HOW TO COMPLETE THIS TASK -> When the line containing "[locate] player in green" appears in the data below, begin copying there and stop only after the line containing "[locate] flagpole (one".

(Referring expression pointing data)
────

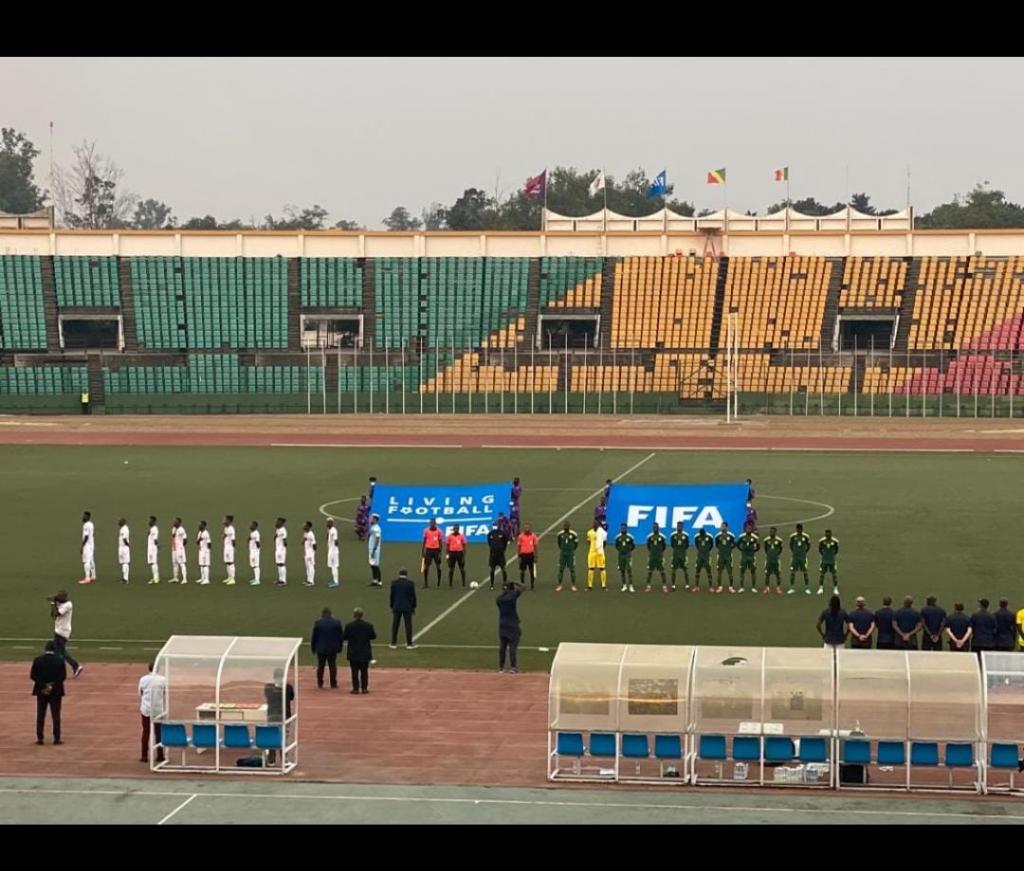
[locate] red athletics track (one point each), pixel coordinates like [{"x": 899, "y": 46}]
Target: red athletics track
[
  {"x": 528, "y": 431},
  {"x": 416, "y": 727}
]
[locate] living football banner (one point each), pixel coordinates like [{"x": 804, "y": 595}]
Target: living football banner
[
  {"x": 639, "y": 506},
  {"x": 407, "y": 509}
]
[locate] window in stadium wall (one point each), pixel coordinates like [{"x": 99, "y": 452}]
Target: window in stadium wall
[
  {"x": 583, "y": 331},
  {"x": 865, "y": 332},
  {"x": 653, "y": 697},
  {"x": 90, "y": 332},
  {"x": 582, "y": 699},
  {"x": 785, "y": 704},
  {"x": 332, "y": 331}
]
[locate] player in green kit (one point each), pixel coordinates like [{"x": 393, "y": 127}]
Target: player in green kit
[
  {"x": 704, "y": 542},
  {"x": 655, "y": 557},
  {"x": 828, "y": 550},
  {"x": 773, "y": 552},
  {"x": 748, "y": 545},
  {"x": 680, "y": 543},
  {"x": 725, "y": 543},
  {"x": 800, "y": 546},
  {"x": 567, "y": 543},
  {"x": 625, "y": 546}
]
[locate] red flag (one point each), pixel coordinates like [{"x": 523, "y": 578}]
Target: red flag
[{"x": 536, "y": 186}]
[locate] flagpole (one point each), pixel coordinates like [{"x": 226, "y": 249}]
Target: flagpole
[
  {"x": 544, "y": 213},
  {"x": 604, "y": 187}
]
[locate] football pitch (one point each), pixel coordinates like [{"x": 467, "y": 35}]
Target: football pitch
[{"x": 915, "y": 524}]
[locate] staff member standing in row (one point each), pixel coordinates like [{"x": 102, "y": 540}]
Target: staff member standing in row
[
  {"x": 326, "y": 643},
  {"x": 402, "y": 608},
  {"x": 527, "y": 555},
  {"x": 432, "y": 540},
  {"x": 456, "y": 543},
  {"x": 47, "y": 674}
]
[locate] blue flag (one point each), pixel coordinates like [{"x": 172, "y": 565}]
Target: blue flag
[
  {"x": 407, "y": 509},
  {"x": 658, "y": 186}
]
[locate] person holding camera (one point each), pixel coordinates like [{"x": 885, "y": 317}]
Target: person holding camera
[
  {"x": 48, "y": 673},
  {"x": 509, "y": 630},
  {"x": 60, "y": 609}
]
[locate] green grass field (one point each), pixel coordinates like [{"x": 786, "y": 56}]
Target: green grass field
[{"x": 908, "y": 523}]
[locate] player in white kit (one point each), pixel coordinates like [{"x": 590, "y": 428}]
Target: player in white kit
[
  {"x": 254, "y": 553},
  {"x": 374, "y": 551},
  {"x": 333, "y": 557},
  {"x": 203, "y": 545},
  {"x": 229, "y": 549},
  {"x": 88, "y": 549},
  {"x": 309, "y": 552},
  {"x": 178, "y": 539},
  {"x": 153, "y": 551},
  {"x": 281, "y": 551},
  {"x": 124, "y": 550}
]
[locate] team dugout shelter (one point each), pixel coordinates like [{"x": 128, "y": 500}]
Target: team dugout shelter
[{"x": 226, "y": 699}]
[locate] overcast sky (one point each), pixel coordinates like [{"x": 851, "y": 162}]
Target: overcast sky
[{"x": 243, "y": 137}]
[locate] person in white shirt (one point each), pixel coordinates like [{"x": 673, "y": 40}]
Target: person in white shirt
[
  {"x": 178, "y": 539},
  {"x": 124, "y": 550},
  {"x": 153, "y": 550},
  {"x": 203, "y": 545},
  {"x": 88, "y": 550},
  {"x": 254, "y": 553},
  {"x": 374, "y": 551},
  {"x": 333, "y": 557},
  {"x": 229, "y": 549},
  {"x": 60, "y": 610},
  {"x": 152, "y": 697},
  {"x": 281, "y": 551},
  {"x": 309, "y": 552}
]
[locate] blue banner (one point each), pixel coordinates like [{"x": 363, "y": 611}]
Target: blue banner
[
  {"x": 407, "y": 509},
  {"x": 639, "y": 506}
]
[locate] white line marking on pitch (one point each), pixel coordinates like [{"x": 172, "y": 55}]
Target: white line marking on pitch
[
  {"x": 508, "y": 562},
  {"x": 546, "y": 802},
  {"x": 356, "y": 444},
  {"x": 181, "y": 806},
  {"x": 323, "y": 510},
  {"x": 828, "y": 513}
]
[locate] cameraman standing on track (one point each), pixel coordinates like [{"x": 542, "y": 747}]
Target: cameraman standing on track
[
  {"x": 60, "y": 609},
  {"x": 509, "y": 630}
]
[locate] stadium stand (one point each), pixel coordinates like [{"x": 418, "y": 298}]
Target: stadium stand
[
  {"x": 664, "y": 302},
  {"x": 23, "y": 321},
  {"x": 87, "y": 281},
  {"x": 570, "y": 281},
  {"x": 331, "y": 281},
  {"x": 212, "y": 325},
  {"x": 872, "y": 282},
  {"x": 779, "y": 301}
]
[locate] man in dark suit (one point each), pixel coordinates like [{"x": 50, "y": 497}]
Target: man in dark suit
[
  {"x": 402, "y": 608},
  {"x": 358, "y": 634},
  {"x": 48, "y": 673},
  {"x": 326, "y": 643}
]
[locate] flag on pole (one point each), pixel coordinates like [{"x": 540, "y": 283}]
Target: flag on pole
[
  {"x": 536, "y": 186},
  {"x": 658, "y": 186}
]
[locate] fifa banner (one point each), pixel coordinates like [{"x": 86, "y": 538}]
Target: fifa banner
[
  {"x": 639, "y": 506},
  {"x": 407, "y": 509}
]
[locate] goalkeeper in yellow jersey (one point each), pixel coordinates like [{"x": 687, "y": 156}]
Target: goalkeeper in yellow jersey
[{"x": 597, "y": 536}]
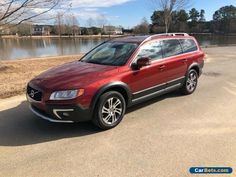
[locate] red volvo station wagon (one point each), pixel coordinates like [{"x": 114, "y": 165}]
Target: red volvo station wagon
[{"x": 115, "y": 75}]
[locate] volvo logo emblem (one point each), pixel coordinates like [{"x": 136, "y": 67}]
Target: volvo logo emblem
[{"x": 32, "y": 93}]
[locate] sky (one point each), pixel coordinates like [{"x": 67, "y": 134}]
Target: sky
[{"x": 129, "y": 13}]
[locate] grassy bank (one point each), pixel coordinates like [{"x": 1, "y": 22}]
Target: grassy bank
[{"x": 14, "y": 75}]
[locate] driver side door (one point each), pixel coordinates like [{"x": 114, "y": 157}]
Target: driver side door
[{"x": 150, "y": 79}]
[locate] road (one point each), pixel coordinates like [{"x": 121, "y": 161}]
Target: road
[{"x": 163, "y": 137}]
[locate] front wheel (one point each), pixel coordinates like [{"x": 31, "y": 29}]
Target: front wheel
[
  {"x": 109, "y": 110},
  {"x": 191, "y": 82}
]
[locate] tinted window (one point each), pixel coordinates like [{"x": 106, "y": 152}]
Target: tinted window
[
  {"x": 171, "y": 47},
  {"x": 188, "y": 45},
  {"x": 152, "y": 50},
  {"x": 111, "y": 53}
]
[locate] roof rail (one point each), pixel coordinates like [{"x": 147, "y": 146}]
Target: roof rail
[{"x": 166, "y": 34}]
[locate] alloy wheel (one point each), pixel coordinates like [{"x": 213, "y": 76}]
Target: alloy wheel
[
  {"x": 112, "y": 110},
  {"x": 192, "y": 81}
]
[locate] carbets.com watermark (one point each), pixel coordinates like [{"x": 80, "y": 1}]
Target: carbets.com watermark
[{"x": 211, "y": 170}]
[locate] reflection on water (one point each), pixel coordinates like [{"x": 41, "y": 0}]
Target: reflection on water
[{"x": 11, "y": 49}]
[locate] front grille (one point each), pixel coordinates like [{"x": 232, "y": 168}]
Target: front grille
[{"x": 34, "y": 94}]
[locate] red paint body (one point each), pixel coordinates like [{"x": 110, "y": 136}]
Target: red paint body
[{"x": 92, "y": 77}]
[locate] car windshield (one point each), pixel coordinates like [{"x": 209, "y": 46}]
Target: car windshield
[{"x": 111, "y": 53}]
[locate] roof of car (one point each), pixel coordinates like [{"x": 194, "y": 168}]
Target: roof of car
[
  {"x": 137, "y": 39},
  {"x": 140, "y": 39}
]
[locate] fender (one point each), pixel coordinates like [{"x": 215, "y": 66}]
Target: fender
[
  {"x": 194, "y": 65},
  {"x": 109, "y": 86}
]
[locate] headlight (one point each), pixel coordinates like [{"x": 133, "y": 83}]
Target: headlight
[{"x": 66, "y": 94}]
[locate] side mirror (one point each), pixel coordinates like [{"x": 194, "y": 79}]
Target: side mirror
[{"x": 141, "y": 62}]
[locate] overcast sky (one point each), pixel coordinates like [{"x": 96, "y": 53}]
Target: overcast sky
[{"x": 128, "y": 13}]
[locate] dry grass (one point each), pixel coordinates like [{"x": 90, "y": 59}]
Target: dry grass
[{"x": 14, "y": 75}]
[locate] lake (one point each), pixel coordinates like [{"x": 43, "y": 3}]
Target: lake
[{"x": 21, "y": 48}]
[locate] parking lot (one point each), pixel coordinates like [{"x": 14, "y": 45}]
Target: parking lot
[{"x": 163, "y": 137}]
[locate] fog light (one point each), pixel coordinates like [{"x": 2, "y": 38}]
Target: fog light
[{"x": 65, "y": 114}]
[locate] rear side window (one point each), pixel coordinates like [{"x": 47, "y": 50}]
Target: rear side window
[
  {"x": 188, "y": 45},
  {"x": 152, "y": 50},
  {"x": 171, "y": 47}
]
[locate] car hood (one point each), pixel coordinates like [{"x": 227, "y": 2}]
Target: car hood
[{"x": 72, "y": 75}]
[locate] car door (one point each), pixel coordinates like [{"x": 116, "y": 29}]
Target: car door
[
  {"x": 175, "y": 61},
  {"x": 149, "y": 79}
]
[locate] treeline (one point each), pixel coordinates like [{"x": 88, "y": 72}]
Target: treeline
[
  {"x": 194, "y": 21},
  {"x": 224, "y": 21}
]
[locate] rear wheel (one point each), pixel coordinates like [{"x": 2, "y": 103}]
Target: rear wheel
[
  {"x": 191, "y": 82},
  {"x": 110, "y": 110}
]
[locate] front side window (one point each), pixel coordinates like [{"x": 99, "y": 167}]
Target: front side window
[
  {"x": 111, "y": 53},
  {"x": 171, "y": 47},
  {"x": 188, "y": 45},
  {"x": 152, "y": 50}
]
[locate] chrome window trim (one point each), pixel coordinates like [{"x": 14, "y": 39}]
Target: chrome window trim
[{"x": 167, "y": 58}]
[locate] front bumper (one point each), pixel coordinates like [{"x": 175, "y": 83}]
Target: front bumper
[{"x": 62, "y": 113}]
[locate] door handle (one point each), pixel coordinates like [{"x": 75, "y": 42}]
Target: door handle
[
  {"x": 162, "y": 67},
  {"x": 184, "y": 60}
]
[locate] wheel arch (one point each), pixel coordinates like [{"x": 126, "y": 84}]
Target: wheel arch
[
  {"x": 194, "y": 66},
  {"x": 120, "y": 87}
]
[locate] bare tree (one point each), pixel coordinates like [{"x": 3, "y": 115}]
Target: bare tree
[
  {"x": 168, "y": 6},
  {"x": 142, "y": 28},
  {"x": 19, "y": 11},
  {"x": 72, "y": 25},
  {"x": 59, "y": 23},
  {"x": 90, "y": 23}
]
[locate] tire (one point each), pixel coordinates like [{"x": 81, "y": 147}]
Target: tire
[
  {"x": 190, "y": 83},
  {"x": 109, "y": 110}
]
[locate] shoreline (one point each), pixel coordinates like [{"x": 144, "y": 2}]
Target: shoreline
[
  {"x": 15, "y": 74},
  {"x": 81, "y": 54},
  {"x": 58, "y": 37},
  {"x": 97, "y": 36}
]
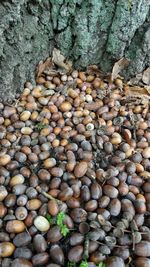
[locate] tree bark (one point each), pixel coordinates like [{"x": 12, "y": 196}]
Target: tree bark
[{"x": 86, "y": 31}]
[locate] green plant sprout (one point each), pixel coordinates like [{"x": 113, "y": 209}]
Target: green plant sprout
[
  {"x": 83, "y": 264},
  {"x": 49, "y": 218},
  {"x": 59, "y": 220},
  {"x": 101, "y": 264},
  {"x": 70, "y": 264}
]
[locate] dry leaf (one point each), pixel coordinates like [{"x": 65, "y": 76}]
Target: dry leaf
[
  {"x": 94, "y": 70},
  {"x": 42, "y": 66},
  {"x": 135, "y": 80},
  {"x": 137, "y": 91},
  {"x": 146, "y": 76},
  {"x": 119, "y": 66},
  {"x": 59, "y": 60}
]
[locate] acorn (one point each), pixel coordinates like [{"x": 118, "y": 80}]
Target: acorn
[
  {"x": 53, "y": 208},
  {"x": 4, "y": 160},
  {"x": 80, "y": 169},
  {"x": 142, "y": 261},
  {"x": 57, "y": 255},
  {"x": 75, "y": 254},
  {"x": 40, "y": 259},
  {"x": 115, "y": 262},
  {"x": 142, "y": 249},
  {"x": 39, "y": 243},
  {"x": 15, "y": 226},
  {"x": 41, "y": 223},
  {"x": 6, "y": 249},
  {"x": 21, "y": 262},
  {"x": 22, "y": 239}
]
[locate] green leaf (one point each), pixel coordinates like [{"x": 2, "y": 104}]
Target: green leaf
[
  {"x": 60, "y": 218},
  {"x": 64, "y": 230},
  {"x": 49, "y": 218},
  {"x": 101, "y": 264},
  {"x": 83, "y": 264}
]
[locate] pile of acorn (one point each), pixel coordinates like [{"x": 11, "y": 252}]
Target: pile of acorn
[{"x": 74, "y": 175}]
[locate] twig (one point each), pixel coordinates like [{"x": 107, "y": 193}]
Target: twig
[{"x": 40, "y": 190}]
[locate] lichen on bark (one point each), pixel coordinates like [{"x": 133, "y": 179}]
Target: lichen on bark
[{"x": 86, "y": 31}]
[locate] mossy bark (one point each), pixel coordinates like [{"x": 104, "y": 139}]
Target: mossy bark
[{"x": 86, "y": 31}]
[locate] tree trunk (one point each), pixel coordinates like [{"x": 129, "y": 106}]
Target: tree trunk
[{"x": 86, "y": 31}]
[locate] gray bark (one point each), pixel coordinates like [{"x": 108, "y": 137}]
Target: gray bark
[{"x": 86, "y": 31}]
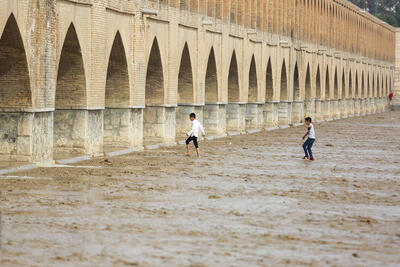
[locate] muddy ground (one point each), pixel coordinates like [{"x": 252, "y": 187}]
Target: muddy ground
[{"x": 254, "y": 202}]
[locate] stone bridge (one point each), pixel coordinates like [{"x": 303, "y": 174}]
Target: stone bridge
[{"x": 86, "y": 76}]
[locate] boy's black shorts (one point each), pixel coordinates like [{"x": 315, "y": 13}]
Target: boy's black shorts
[{"x": 194, "y": 139}]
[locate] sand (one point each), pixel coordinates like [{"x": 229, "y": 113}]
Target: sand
[{"x": 252, "y": 203}]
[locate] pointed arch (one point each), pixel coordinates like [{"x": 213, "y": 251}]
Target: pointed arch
[
  {"x": 253, "y": 84},
  {"x": 15, "y": 91},
  {"x": 269, "y": 85},
  {"x": 327, "y": 85},
  {"x": 154, "y": 92},
  {"x": 307, "y": 93},
  {"x": 233, "y": 80},
  {"x": 71, "y": 79},
  {"x": 364, "y": 86},
  {"x": 211, "y": 83},
  {"x": 284, "y": 83},
  {"x": 351, "y": 89},
  {"x": 318, "y": 83},
  {"x": 296, "y": 83},
  {"x": 336, "y": 86},
  {"x": 343, "y": 96},
  {"x": 117, "y": 82},
  {"x": 185, "y": 78},
  {"x": 357, "y": 91}
]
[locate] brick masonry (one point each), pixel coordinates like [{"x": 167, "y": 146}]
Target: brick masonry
[{"x": 80, "y": 74}]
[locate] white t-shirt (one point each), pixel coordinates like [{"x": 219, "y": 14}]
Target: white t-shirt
[
  {"x": 196, "y": 126},
  {"x": 312, "y": 131}
]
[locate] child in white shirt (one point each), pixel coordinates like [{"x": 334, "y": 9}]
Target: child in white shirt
[
  {"x": 194, "y": 134},
  {"x": 310, "y": 140}
]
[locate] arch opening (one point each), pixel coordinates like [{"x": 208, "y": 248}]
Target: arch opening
[
  {"x": 70, "y": 99},
  {"x": 284, "y": 83},
  {"x": 253, "y": 85},
  {"x": 185, "y": 78},
  {"x": 327, "y": 85},
  {"x": 154, "y": 92},
  {"x": 308, "y": 84},
  {"x": 233, "y": 81},
  {"x": 211, "y": 84},
  {"x": 336, "y": 86},
  {"x": 154, "y": 115},
  {"x": 318, "y": 84},
  {"x": 269, "y": 85},
  {"x": 296, "y": 83},
  {"x": 15, "y": 92},
  {"x": 117, "y": 113}
]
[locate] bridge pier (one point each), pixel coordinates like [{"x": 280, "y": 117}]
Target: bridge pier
[
  {"x": 78, "y": 131},
  {"x": 318, "y": 110},
  {"x": 123, "y": 127},
  {"x": 284, "y": 113},
  {"x": 236, "y": 118},
  {"x": 297, "y": 111},
  {"x": 309, "y": 108},
  {"x": 159, "y": 125},
  {"x": 214, "y": 119},
  {"x": 254, "y": 116},
  {"x": 342, "y": 106},
  {"x": 271, "y": 114}
]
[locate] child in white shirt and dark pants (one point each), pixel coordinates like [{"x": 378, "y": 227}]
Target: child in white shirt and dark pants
[
  {"x": 194, "y": 134},
  {"x": 310, "y": 140}
]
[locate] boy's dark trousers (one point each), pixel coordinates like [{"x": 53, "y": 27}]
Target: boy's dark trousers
[{"x": 307, "y": 147}]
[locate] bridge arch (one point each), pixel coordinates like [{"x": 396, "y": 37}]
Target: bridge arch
[
  {"x": 185, "y": 78},
  {"x": 233, "y": 80},
  {"x": 253, "y": 83},
  {"x": 327, "y": 85},
  {"x": 15, "y": 88},
  {"x": 211, "y": 79},
  {"x": 284, "y": 83},
  {"x": 318, "y": 81},
  {"x": 117, "y": 90},
  {"x": 296, "y": 83},
  {"x": 269, "y": 82},
  {"x": 307, "y": 86},
  {"x": 154, "y": 90}
]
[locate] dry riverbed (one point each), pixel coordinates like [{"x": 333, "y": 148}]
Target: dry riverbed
[{"x": 254, "y": 202}]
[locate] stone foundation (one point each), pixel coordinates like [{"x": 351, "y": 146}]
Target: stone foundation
[
  {"x": 270, "y": 115},
  {"x": 284, "y": 113},
  {"x": 159, "y": 124},
  {"x": 297, "y": 112},
  {"x": 123, "y": 127},
  {"x": 254, "y": 116},
  {"x": 236, "y": 117},
  {"x": 78, "y": 131},
  {"x": 214, "y": 119}
]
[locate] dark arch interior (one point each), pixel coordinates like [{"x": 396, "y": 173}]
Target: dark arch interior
[
  {"x": 15, "y": 90},
  {"x": 117, "y": 84},
  {"x": 233, "y": 81},
  {"x": 308, "y": 84},
  {"x": 154, "y": 77},
  {"x": 253, "y": 81},
  {"x": 284, "y": 91},
  {"x": 211, "y": 90},
  {"x": 269, "y": 90},
  {"x": 71, "y": 82},
  {"x": 185, "y": 79}
]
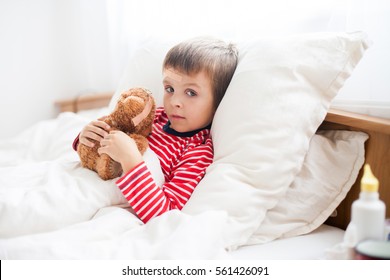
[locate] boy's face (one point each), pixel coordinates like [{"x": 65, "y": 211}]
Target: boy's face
[{"x": 188, "y": 99}]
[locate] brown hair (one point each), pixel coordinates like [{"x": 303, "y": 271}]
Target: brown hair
[{"x": 216, "y": 57}]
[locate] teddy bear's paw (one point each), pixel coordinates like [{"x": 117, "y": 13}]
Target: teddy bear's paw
[{"x": 108, "y": 169}]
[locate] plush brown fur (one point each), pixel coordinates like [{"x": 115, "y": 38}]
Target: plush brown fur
[{"x": 130, "y": 104}]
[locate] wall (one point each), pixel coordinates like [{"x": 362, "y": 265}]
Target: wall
[{"x": 45, "y": 55}]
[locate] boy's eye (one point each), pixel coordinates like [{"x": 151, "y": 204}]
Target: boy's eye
[
  {"x": 169, "y": 89},
  {"x": 191, "y": 93}
]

────

FINISHED TASK ->
[locate] player in green kit (one point each), pixel coordinates like [{"x": 393, "y": 127}]
Target: player in green kit
[
  {"x": 704, "y": 542},
  {"x": 655, "y": 557},
  {"x": 828, "y": 550},
  {"x": 773, "y": 552},
  {"x": 748, "y": 545},
  {"x": 680, "y": 543},
  {"x": 725, "y": 543},
  {"x": 800, "y": 546},
  {"x": 567, "y": 543},
  {"x": 625, "y": 546}
]
[locate] red flag (one point each), pixel coordinates like [{"x": 523, "y": 578}]
Target: red flag
[{"x": 536, "y": 186}]
[locate] flagpole (one point each), pixel coordinates like [{"x": 226, "y": 249}]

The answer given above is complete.